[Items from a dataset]
════════════════════
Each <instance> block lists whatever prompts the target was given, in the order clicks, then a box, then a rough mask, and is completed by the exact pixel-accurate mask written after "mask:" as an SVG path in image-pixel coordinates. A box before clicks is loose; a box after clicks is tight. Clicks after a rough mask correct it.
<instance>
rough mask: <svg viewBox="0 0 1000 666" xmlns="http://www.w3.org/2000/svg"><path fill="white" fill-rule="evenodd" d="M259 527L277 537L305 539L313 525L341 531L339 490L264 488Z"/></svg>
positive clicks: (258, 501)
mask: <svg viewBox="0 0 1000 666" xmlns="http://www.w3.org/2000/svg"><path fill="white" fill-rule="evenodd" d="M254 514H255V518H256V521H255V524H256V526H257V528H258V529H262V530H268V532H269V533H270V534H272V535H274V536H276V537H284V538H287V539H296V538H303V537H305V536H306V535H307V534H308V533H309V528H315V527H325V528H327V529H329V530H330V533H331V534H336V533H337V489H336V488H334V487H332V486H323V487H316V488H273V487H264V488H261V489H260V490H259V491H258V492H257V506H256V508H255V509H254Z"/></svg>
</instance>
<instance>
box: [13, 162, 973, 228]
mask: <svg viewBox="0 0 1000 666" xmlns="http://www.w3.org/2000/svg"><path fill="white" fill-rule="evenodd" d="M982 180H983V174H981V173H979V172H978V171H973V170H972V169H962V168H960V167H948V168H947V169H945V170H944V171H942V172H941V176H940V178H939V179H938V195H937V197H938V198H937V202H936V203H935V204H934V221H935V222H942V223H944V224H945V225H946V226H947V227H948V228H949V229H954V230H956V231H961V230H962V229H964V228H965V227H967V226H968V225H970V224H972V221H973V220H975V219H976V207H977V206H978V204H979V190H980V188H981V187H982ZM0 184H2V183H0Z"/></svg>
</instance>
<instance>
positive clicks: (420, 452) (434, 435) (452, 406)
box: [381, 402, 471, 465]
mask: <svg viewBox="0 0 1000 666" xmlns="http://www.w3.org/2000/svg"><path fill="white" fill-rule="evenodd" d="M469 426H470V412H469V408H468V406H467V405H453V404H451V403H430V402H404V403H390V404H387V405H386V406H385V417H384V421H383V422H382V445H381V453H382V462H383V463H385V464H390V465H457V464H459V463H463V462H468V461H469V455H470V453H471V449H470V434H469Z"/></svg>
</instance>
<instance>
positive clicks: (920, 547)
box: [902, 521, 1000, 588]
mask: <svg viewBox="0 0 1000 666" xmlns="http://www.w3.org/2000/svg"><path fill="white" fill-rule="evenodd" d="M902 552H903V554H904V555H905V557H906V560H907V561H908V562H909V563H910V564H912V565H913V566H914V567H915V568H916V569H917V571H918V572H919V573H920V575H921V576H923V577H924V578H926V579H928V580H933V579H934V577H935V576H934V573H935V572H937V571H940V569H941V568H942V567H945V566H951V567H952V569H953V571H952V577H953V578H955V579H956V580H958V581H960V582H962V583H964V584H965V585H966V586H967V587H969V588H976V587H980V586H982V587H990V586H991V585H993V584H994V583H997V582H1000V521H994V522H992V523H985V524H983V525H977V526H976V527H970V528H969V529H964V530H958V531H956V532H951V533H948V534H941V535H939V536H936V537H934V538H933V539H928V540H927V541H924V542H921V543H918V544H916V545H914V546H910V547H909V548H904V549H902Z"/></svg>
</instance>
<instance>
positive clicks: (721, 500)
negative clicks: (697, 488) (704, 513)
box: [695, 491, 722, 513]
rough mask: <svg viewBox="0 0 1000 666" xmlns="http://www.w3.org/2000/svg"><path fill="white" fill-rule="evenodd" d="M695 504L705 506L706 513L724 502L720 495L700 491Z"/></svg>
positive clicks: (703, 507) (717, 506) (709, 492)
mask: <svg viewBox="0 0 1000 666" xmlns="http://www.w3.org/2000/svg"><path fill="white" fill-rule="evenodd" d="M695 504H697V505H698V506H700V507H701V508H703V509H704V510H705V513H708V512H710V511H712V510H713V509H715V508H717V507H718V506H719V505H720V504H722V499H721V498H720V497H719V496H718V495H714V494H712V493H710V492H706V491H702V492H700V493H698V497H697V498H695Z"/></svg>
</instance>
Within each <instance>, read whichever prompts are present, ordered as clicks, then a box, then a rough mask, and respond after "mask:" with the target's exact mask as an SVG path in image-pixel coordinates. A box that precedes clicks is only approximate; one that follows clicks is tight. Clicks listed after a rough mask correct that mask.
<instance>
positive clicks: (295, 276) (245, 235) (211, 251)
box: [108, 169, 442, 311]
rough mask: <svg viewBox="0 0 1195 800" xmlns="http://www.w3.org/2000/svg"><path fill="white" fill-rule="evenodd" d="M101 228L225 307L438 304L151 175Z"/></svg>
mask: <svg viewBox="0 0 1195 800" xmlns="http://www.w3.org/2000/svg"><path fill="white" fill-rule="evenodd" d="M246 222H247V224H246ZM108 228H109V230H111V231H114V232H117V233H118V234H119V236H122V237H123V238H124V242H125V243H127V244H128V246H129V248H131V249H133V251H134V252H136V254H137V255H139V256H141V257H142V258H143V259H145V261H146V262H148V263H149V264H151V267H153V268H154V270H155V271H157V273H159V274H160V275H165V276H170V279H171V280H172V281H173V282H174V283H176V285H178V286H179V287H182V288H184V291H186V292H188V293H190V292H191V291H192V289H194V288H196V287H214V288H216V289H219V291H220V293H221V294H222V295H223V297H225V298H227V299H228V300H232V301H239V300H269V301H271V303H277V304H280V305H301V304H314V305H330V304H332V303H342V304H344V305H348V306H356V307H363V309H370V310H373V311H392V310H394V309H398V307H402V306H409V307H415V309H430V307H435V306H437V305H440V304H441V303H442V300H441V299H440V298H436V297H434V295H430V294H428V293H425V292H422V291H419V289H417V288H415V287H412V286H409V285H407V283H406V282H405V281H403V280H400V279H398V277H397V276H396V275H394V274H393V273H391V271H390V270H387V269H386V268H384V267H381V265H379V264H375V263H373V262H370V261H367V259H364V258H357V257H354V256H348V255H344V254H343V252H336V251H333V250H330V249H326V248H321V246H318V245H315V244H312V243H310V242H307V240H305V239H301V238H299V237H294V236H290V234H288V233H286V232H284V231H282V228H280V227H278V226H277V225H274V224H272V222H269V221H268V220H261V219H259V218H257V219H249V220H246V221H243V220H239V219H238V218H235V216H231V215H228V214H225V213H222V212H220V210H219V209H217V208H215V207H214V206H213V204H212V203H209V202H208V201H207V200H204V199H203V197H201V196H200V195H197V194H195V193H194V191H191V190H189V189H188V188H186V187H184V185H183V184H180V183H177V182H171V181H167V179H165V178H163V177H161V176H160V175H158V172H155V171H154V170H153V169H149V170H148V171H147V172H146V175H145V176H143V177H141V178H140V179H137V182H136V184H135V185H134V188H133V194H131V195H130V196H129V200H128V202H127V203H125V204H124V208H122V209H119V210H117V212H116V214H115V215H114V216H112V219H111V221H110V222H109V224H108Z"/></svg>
════════════════════
*What this task involves*:
Pick out every line of the items above that contains the string "pixel", and copy each one.

*Solution for this task*:
Each <instance> block lists whatever prompts the target was given, in the order clicks, then a box, then a rough mask, and is completed by the exact pixel-accurate mask written after "mask:" as an SVG path in image-pixel coordinates. A box before clicks is loose; a box after clicks is tight. Clicks after a rough mask correct it.
Within each <instance>, read whichever prompts are present, ordered as clicks, then a box, then a rough mask, and respond after "mask:" with the target's exact mask as an SVG path in image-pixel coordinates. A box that precedes clicks is only approximate; one that follows clicks is tight. Clicks listed after a rough mask correct that mask.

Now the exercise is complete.